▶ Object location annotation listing
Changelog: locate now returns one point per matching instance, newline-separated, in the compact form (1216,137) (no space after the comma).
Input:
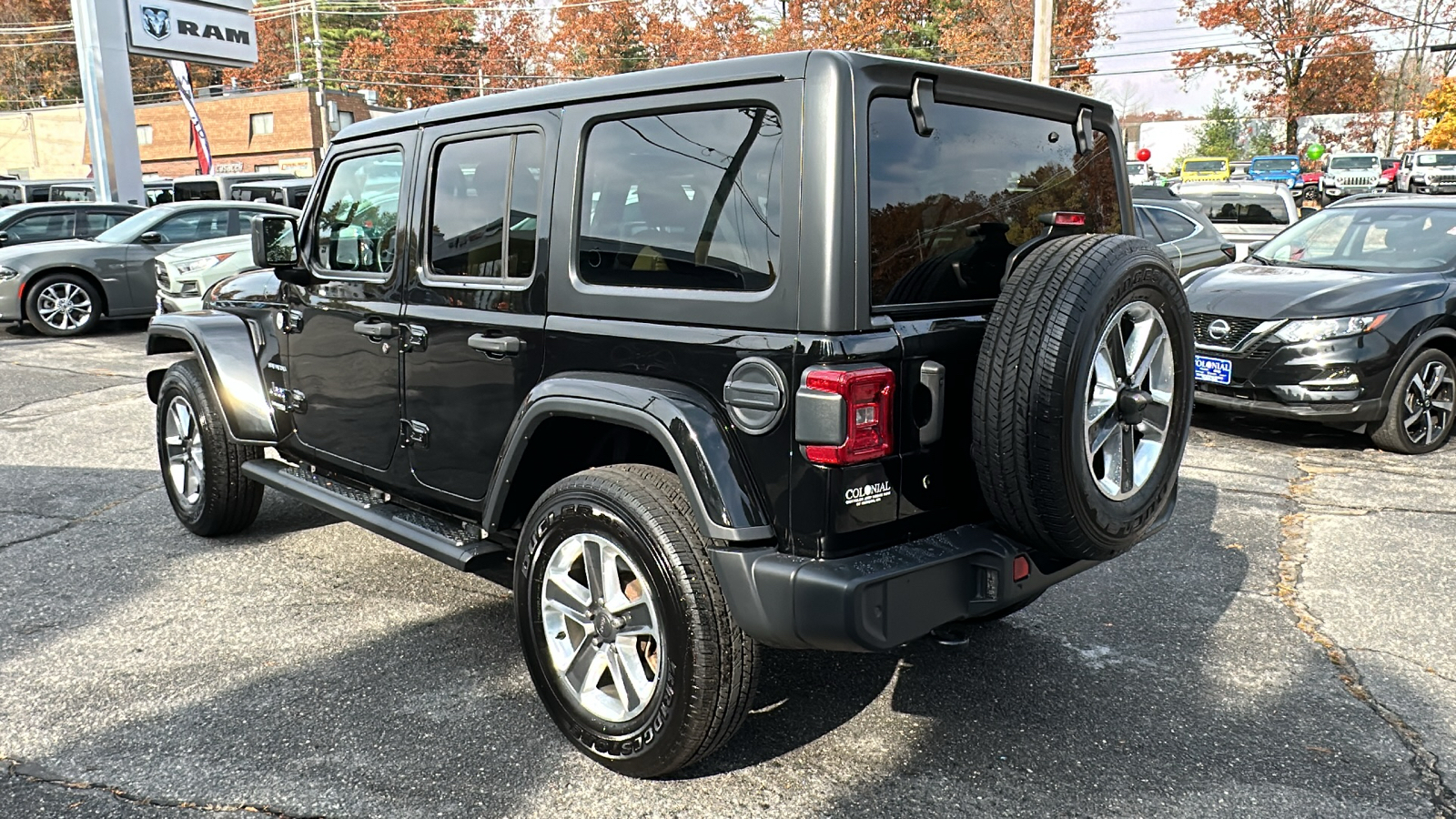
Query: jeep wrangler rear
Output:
(807,350)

▶ Problem requirements
Render every line of the listing above as a JSON list of strings, one string per line, omitting blank lines and leaving out the pictures.

▶ The completed task
[
  "Changelog: locate now returns one point per matching instance, newline-separated, in the compact form (1216,137) (no space after the comma).",
  "Input:",
  "Query: jeep wrangler rear",
  "Output:",
  "(807,350)"
]